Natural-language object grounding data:
════════════════

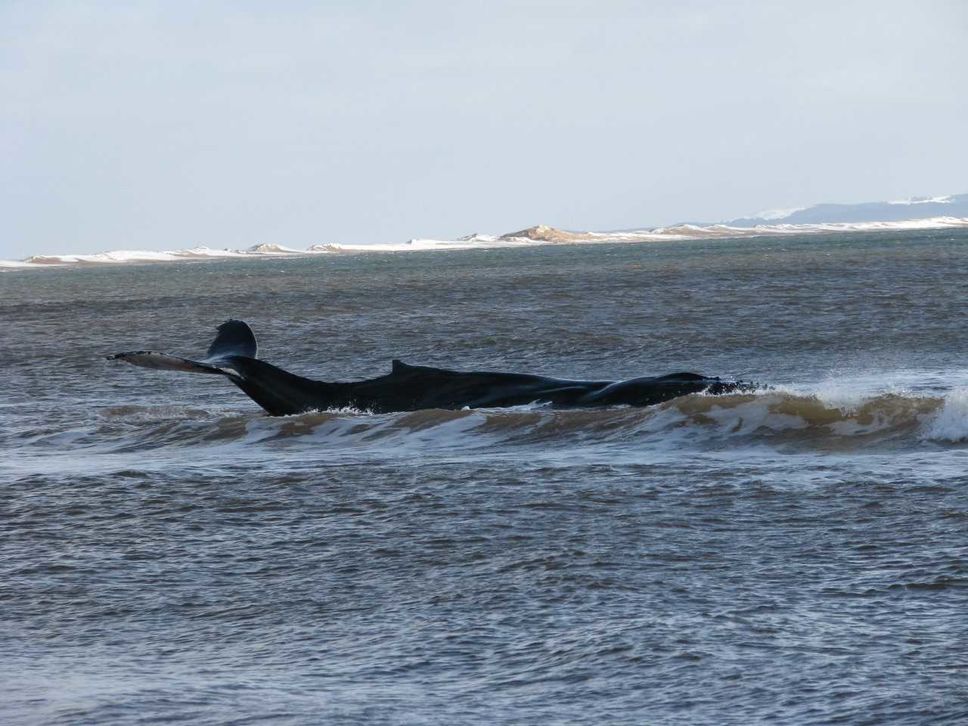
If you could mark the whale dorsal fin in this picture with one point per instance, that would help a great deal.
(234, 338)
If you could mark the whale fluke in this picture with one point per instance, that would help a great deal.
(234, 338)
(410, 388)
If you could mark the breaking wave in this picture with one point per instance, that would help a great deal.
(783, 421)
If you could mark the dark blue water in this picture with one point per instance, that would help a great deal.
(796, 556)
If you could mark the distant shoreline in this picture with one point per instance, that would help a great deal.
(536, 236)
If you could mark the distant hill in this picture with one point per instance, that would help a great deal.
(917, 208)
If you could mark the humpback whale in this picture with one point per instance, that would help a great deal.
(233, 354)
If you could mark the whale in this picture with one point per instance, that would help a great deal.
(234, 355)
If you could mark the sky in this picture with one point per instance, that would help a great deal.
(164, 125)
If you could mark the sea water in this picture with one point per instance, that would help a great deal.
(794, 555)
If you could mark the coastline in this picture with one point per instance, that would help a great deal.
(539, 235)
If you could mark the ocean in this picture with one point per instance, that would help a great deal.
(794, 555)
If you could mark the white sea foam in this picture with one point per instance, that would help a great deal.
(951, 422)
(923, 200)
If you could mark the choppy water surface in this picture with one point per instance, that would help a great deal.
(796, 555)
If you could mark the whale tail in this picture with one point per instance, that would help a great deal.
(234, 339)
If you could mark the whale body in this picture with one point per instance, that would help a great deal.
(233, 354)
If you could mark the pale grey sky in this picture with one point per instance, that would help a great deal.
(151, 125)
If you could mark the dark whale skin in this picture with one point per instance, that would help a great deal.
(411, 388)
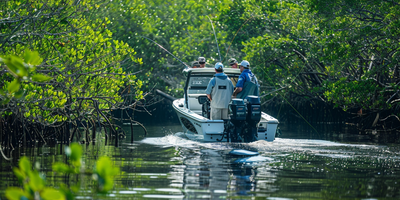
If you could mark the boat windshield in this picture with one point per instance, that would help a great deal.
(198, 84)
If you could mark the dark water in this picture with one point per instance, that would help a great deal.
(298, 165)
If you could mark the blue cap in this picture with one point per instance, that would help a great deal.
(219, 65)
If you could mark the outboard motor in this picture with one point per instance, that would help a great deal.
(235, 127)
(244, 117)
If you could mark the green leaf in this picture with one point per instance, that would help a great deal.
(16, 66)
(41, 78)
(19, 174)
(52, 194)
(76, 152)
(14, 193)
(14, 86)
(32, 57)
(19, 94)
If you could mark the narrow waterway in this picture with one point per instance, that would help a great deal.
(166, 165)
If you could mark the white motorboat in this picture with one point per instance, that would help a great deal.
(247, 123)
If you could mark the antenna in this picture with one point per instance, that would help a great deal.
(215, 39)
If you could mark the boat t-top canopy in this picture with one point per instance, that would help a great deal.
(210, 70)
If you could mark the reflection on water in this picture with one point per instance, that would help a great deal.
(166, 165)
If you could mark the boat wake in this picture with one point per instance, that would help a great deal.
(279, 147)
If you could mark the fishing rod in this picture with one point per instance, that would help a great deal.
(215, 38)
(187, 66)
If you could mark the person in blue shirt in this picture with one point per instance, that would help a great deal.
(247, 83)
(219, 91)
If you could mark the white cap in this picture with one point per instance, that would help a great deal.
(245, 64)
(219, 65)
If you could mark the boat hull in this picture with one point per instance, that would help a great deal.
(199, 128)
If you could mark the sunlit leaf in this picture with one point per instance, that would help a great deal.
(14, 86)
(52, 194)
(41, 78)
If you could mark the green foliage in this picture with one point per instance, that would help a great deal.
(80, 59)
(34, 185)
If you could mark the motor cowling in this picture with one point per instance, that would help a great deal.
(253, 109)
(238, 110)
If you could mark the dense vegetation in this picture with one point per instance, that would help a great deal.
(338, 53)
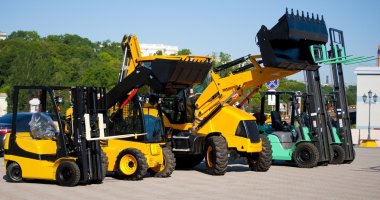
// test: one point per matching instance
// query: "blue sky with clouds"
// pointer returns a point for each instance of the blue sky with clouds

════════════════

__Task to carry out__:
What is needed is every line of the records above that contains the word "clouds".

__Response area__:
// query: "blue sky with clouds"
// pointer returns a point for each instance of the blue sky with clouds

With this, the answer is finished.